* Passage shown:
— BEGIN —

TBH, I think such an entity would end up like the French Community - a dead letter which most the colonies decide to leave using their newfound autonomy, and the ones who remain are unwilling to yield their power to London such that this body ends up just as weak as OTL’s Commonwealth of Nations.

Unless it's as authoritarian as, umm, the USSR or Yugoslavia, in which case people will still try to bolt.
 
is it really fair to assume that Indians, Africans, etc., that they will all be perfectly fine with the British colonial government starting massive campaigns of nationalizations and everything and so essentially obtaining a much stronger grip of power on those colonies? That the native population will just go, "Okay, so the British colonial government is now taking unprecedented control of the economy and means of production and transportation and infrastructure around here, but because the people who run the government over in London were elected with a red Labour rosette, I am totally fine with this and trust them with this. There is no way I'm worried at all about this! No, sir! God save the King, and all that!"

No, they'll probably go "hang on--" and then get a beating For Their Own Good. The plan as proposed indicates the locals will be gaining greater involvement at the same time as the big reforms, but that's its own can of worms such as who's getting that involvement and what happens if those who do get empowered do want to do something Britain doesn't like.

And if this worked out perfectly as Orwell wanted, the end result is "India is the biggest cheese in the dessert platter, any union of African countries is next, and then it's the UK" and who's going to want that in the UK? (Or Africa, since it'd mean gaining greater rights and domestic autonomy before hitting the hard ceiling of "India is bigger than any single one of you is ever going to be".)
 
No, they'll probably go "hang on--" and then get a beating For Their Own Good. The plan as proposed indicates the locals will be gaining greater involvement at the same time as the big reforms, but that's its own can of worms such as who's getting that involvement and what happens if those who do get empowered do want to do something Britain doesn't like.

The plan as outlined involves rather drastic, momentous, colossal social and economic changes in the different countries imposed from above, imposed from the very country that has governed them as a colony for over a century, at a moment no less when Indian nationalism is stronger than it has ever been.

The notion that just by promising to increase local autonomy, a British government could smoothly impose such a massive programme with the Indian natives giving them the benefit of the doubt for the moment?

That is naive. And it is extraordinarily patronizing towards the Indians, in my humble view.

— END —

* Direction 1: Will you repeat, word for word, the part of the discussion of British colonial reform that opens with the words containing "TBH, I think" and closes with "Commonwealth of Nations."?
* Direction 2: Can you pick up the discussion of British colonial reform after its final sentence and carry it forward?

* Data:
— BEGIN —

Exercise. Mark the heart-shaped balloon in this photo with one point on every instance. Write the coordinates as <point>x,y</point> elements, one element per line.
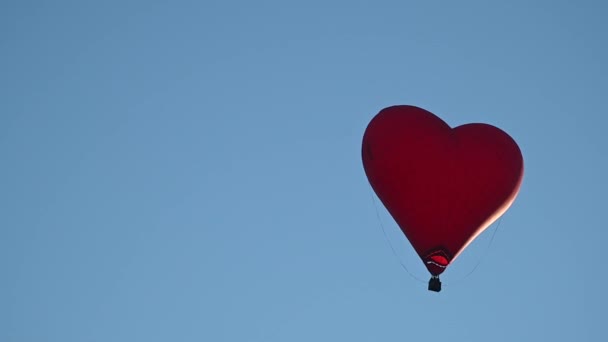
<point>443,186</point>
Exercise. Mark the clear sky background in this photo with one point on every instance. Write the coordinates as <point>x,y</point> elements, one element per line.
<point>191,171</point>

— END —

* Right answer 1:
TBH, I think such an entity would end up like the French Community - a dead letter which most the colonies decide to leave using their newfound autonomy, and the ones who remain are unwilling to yield their power to London such that this body ends up just as weak as OTL’s Commonwealth of Nations.

* Right answer 2:
I find this thread to actually be in very bad taste. It's a bunch of people who under normal circumstances would deplore imperialism (and rightly so), but who, when it is suggested to them that actually, imperialism can be a tool to bring socialism to countries in Asia and Africa, suddenly begin to see it through rosy glasses, and muse about how neat it could be and everything, and just start to assume the people in those colonies will just gladly go along with the programme dictated from out of Westminster and lose interest in ideas of independence and it would be this wonderful socialist commonwealth and everything...

Fundamentally what makes imperialism and colonialism deplorable is that it is one nation subjugating and assuming control of another nation's internal affairs and resources by military means and force.

It is not that the nation doing the subjugating isn't doing it to bring socialism to the subjugated country.
 
The notion that just by promising to increase local autonomy, a British government could smoothly impose such a massive programme with the Indian natives giving them the benefit of the doubt for the moment?

There’s also the fact that IOTL Britain did give India some degrees of local autonomy in 1919 and 1935, but it wasn’t enough at all to satisfy the Indian independence movement at all, and all the suppression that occurred in the same period only served to make the nationalist movement more and more anti-Raj until finally, after the freeing of political prisoners in 1945, nothing less than an independent republic was acceptable.
 
I mean I literally can only see as the 'everywhere goes independent shortly afterwards, but the similar attitude towards economic planning and values, together with the possibility that Britain just doesn't really try to keep places for cost reasons means some places remain allies which didn't historically'.

Of course the flip side of that is that other places won't. Effectively you're replacing things like the Baghdad Pact.
 
I mean I literally can only see as the 'everywhere goes independent shortly afterwards, but the similar attitude towards economic planning and values, together with the possibility that Britain just doesn't really try to keep places for cost reasons means some places remain allies which didn't historically'.

Yeah, it doesn't seem possible to work as intended, only result in decolonisation and the Commonwealth and various countries being extremely different, unless the Demon Headmaster is a socialist and working as the Foreign Secretary. The original question was "can this happen", rather than "can this happen and also work"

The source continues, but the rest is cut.